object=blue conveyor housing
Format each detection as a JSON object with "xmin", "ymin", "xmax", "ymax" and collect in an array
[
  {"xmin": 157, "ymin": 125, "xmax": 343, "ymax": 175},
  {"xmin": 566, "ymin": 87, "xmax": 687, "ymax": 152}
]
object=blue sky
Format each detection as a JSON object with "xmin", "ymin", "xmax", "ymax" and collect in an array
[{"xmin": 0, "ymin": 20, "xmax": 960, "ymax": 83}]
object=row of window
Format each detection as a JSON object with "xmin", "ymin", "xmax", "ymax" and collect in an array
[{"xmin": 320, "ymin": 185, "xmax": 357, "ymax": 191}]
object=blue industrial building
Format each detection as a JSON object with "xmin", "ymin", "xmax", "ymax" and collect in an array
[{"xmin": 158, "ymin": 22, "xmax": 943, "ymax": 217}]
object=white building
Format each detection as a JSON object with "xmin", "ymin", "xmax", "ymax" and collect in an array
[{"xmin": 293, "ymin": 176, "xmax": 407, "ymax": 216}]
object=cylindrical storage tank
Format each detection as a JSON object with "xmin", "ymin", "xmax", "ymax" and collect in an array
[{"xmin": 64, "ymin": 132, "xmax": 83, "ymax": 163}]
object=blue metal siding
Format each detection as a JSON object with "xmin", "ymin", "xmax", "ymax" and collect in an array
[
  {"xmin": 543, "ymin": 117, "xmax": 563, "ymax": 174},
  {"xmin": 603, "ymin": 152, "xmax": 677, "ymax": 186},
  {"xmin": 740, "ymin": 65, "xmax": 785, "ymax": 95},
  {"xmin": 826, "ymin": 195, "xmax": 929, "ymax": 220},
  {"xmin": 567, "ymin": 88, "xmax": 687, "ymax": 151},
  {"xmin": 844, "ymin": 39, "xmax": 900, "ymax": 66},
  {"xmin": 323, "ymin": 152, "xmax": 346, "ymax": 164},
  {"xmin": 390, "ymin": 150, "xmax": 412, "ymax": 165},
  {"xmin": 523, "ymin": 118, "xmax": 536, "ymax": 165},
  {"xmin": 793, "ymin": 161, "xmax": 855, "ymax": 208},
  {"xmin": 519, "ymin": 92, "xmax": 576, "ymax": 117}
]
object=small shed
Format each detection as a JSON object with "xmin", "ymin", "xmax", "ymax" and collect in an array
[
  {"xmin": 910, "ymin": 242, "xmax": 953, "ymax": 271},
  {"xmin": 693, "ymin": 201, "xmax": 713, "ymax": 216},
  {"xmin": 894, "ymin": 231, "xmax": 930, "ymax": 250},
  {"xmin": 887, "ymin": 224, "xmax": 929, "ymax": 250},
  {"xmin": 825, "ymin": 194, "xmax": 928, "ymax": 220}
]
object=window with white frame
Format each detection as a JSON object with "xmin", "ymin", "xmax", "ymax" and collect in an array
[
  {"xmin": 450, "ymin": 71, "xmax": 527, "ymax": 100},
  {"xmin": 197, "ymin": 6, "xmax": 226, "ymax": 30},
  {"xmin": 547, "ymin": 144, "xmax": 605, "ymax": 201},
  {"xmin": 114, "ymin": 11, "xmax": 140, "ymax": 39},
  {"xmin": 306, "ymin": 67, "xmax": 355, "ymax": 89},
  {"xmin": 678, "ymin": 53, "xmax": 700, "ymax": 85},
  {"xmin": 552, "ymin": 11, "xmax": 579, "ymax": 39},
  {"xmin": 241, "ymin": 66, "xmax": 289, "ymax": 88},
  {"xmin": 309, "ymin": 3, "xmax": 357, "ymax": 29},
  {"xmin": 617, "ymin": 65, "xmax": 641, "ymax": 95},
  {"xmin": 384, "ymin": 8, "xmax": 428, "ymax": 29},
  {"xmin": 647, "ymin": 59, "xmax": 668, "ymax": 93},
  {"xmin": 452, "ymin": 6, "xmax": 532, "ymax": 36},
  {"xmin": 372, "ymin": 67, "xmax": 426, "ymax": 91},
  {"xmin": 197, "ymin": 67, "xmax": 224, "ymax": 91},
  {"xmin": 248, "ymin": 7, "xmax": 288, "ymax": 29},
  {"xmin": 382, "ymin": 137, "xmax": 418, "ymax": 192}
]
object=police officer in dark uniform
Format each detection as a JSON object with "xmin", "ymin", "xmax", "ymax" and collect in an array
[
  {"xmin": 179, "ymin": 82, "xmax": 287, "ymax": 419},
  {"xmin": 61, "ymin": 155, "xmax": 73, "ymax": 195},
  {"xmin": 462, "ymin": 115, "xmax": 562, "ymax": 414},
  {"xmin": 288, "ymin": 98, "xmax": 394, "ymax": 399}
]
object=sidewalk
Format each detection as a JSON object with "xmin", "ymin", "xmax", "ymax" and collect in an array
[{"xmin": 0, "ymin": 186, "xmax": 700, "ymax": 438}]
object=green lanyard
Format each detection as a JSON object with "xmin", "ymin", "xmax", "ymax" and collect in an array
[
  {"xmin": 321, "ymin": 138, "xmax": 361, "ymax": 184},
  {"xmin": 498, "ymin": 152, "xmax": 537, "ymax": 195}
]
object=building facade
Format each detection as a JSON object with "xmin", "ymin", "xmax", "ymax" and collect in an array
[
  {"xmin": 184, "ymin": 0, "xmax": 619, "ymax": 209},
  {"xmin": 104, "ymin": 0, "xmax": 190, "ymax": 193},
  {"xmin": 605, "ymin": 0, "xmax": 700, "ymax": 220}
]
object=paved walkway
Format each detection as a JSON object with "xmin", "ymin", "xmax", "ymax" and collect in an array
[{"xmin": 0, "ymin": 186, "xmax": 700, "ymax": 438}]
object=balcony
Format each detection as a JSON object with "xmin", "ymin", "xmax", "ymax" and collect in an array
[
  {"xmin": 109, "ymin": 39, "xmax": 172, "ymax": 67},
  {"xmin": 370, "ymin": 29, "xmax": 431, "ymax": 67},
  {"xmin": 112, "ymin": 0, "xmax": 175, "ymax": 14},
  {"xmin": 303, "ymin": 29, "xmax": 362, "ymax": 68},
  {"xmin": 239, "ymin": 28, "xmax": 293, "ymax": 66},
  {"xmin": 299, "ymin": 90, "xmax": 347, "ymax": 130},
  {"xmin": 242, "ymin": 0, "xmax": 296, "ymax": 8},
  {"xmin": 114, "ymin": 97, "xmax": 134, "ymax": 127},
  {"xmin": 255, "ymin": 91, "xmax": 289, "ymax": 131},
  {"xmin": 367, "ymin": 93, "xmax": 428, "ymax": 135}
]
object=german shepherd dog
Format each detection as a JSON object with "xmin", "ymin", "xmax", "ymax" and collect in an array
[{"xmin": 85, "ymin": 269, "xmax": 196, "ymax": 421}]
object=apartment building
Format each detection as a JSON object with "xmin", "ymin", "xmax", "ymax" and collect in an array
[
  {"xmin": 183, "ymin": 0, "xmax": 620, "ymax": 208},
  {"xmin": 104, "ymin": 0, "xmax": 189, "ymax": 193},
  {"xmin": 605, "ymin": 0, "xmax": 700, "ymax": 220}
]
● ● ● ● ●
— Problem statement —
Output the lines above as a JSON list of strings, one string per line with blank lines left out, beginning at the line that contains "object=building facade" and stopping after the last line of the final item.

— Solution to this task —
[
  "object=building facade",
  "Format each detection as a JSON object with \"xmin\", \"ymin\", \"xmax\", \"ymax\" and collect in an array",
  "[",
  "  {\"xmin\": 184, \"ymin\": 0, \"xmax\": 619, \"ymax\": 209},",
  "  {\"xmin\": 104, \"ymin\": 0, \"xmax\": 190, \"ymax\": 193},",
  "  {\"xmin\": 605, \"ymin\": 0, \"xmax\": 700, \"ymax\": 220}",
  "]",
  "object=paved walkway",
  "Format each detection as a JSON object with \"xmin\", \"ymin\", \"xmax\", \"ymax\" and collect in an array",
  "[{\"xmin\": 0, \"ymin\": 186, \"xmax\": 700, \"ymax\": 438}]",
  "object=balcony",
  "Format each detection as a JSON object with \"xmin\", \"ymin\", \"xmax\", \"ymax\" and collect in an array",
  "[",
  "  {\"xmin\": 109, \"ymin\": 39, \"xmax\": 172, \"ymax\": 67},",
  "  {\"xmin\": 370, \"ymin\": 29, \"xmax\": 431, \"ymax\": 67},",
  "  {\"xmin\": 112, \"ymin\": 0, \"xmax\": 175, \"ymax\": 14},",
  "  {\"xmin\": 303, \"ymin\": 29, \"xmax\": 362, \"ymax\": 68},",
  "  {\"xmin\": 239, \"ymin\": 28, \"xmax\": 293, \"ymax\": 66},",
  "  {\"xmin\": 299, \"ymin\": 90, \"xmax\": 347, \"ymax\": 130},",
  "  {\"xmin\": 242, \"ymin\": 0, \"xmax\": 296, \"ymax\": 8},",
  "  {\"xmin\": 114, \"ymin\": 97, \"xmax\": 134, \"ymax\": 127},",
  "  {\"xmin\": 255, \"ymin\": 91, \"xmax\": 289, \"ymax\": 131},",
  "  {\"xmin\": 367, \"ymin\": 93, \"xmax\": 428, \"ymax\": 135}",
  "]",
  "object=german shepherd dog",
  "Format each detection as a JSON object with \"xmin\", \"ymin\", \"xmax\", \"ymax\" and collect in an array",
  "[{\"xmin\": 85, \"ymin\": 269, \"xmax\": 196, \"ymax\": 421}]",
  "object=apartment building",
  "Format each detection as a JSON object with \"xmin\", \"ymin\", \"xmax\", \"ymax\" and collect in an array",
  "[",
  "  {\"xmin\": 183, \"ymin\": 0, \"xmax\": 620, \"ymax\": 208},",
  "  {\"xmin\": 104, \"ymin\": 0, \"xmax\": 189, \"ymax\": 193},",
  "  {\"xmin\": 605, \"ymin\": 0, \"xmax\": 700, \"ymax\": 220}",
  "]"
]